Всего лишь три километра, целых три километра - почувствуйте разницу.
Олег Кашин
Дайте нам сгореть
Что случилось в доме престарелых около поселка Чернь
I.
- И мы должны делать все, чтобы жители Тульского края чувствовали себя хорошо и достойно, - заместитель губернатора Тульской области Аркадий Чмуневич, кажется, сам понимает, что говорит не то, но это не важно, его все равно никто не слушает. Аудитория, выстроившаяся полукругом напротив девяти свежевырытых могил, - человек сто. Двое очень дряхлых стариков (один опирается на костыль), три старухи (одна держит в руках букет желтых бумажных цветов), один заплаканный подросток лет пятнадцати, остальные - сотрудники пансионата, женщины за пятьдесят в странных меховых шапках. Отпевание уже закончилось, траурный митинг состоит из одной речи Чмуневича. После того, как гробы опустят в могилы, женщин в шапках отвезут в райцентр Чернь, где Чмуневич проведет совещание по вопросам пожарной безопасности социальных учреждений. Он будет ругаться и грозить оргвыводами; его можно понять - ведь жители Тульского края должны чувствовать себя хорошо и достойно.

== ИСХОДНЫЕ МАТЕРИАЛЫ ==
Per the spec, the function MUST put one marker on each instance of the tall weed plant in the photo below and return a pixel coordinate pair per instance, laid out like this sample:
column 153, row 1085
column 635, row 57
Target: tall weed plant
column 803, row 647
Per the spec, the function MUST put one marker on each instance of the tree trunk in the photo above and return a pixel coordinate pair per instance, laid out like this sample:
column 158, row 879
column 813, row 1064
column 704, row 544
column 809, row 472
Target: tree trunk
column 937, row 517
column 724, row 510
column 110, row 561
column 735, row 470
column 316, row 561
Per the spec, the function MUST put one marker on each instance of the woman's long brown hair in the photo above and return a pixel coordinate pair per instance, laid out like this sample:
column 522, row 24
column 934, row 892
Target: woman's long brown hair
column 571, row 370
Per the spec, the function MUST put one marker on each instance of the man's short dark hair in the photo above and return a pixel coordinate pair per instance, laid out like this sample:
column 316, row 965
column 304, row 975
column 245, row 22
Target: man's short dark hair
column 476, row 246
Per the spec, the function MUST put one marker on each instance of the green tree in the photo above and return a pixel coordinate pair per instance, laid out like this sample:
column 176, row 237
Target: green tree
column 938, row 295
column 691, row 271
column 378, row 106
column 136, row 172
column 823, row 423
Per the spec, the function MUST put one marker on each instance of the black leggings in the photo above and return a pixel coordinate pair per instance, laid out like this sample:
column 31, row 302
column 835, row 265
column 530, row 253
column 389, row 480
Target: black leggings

== СУТЬ ЗАДАНИЯ ==
Процитируйте полностью и без изменений текст о доме престарелых около поселка Чернь. Записи здесь не понадобятся.

== РЕЗУЛЬТАТ УПРАЖНЕНИЯ ==
Всего лишь три километра, целых три километра - почувствуйте разницу.
Олег Кашин
Дайте нам сгореть
Что случилось в доме престарелых около поселка Чернь
I.
- И мы должны делать все, чтобы жители Тульского края чувствовали себя хорошо и достойно, - заместитель губернатора Тульской области Аркадий Чмуневич, кажется, сам понимает, что говорит не то, но это не важно, его все равно никто не слушает. Аудитория, выстроившаяся полукругом напротив девяти свежевырытых могил, - человек сто. Двое очень дряхлых стариков (один опирается на костыль), три старухи (одна держит в руках букет желтых бумажных цветов), один заплаканный подросток лет пятнадцати, остальные - сотрудники пансионата, женщины за пятьдесят в странных меховых шапках. Отпевание уже закончилось, траурный митинг состоит из одной речи Чмуневича. После того, как гробы опустят в могилы, женщин в шапках отвезут в райцентр Чернь, где Чмуневич проведет совещание по вопросам пожарной безопасности социальных учреждений. Он будет ругаться и грозить оргвыводами; его можно понять - ведь жители Тульского края должны чувствовать себя хорошо и достойно.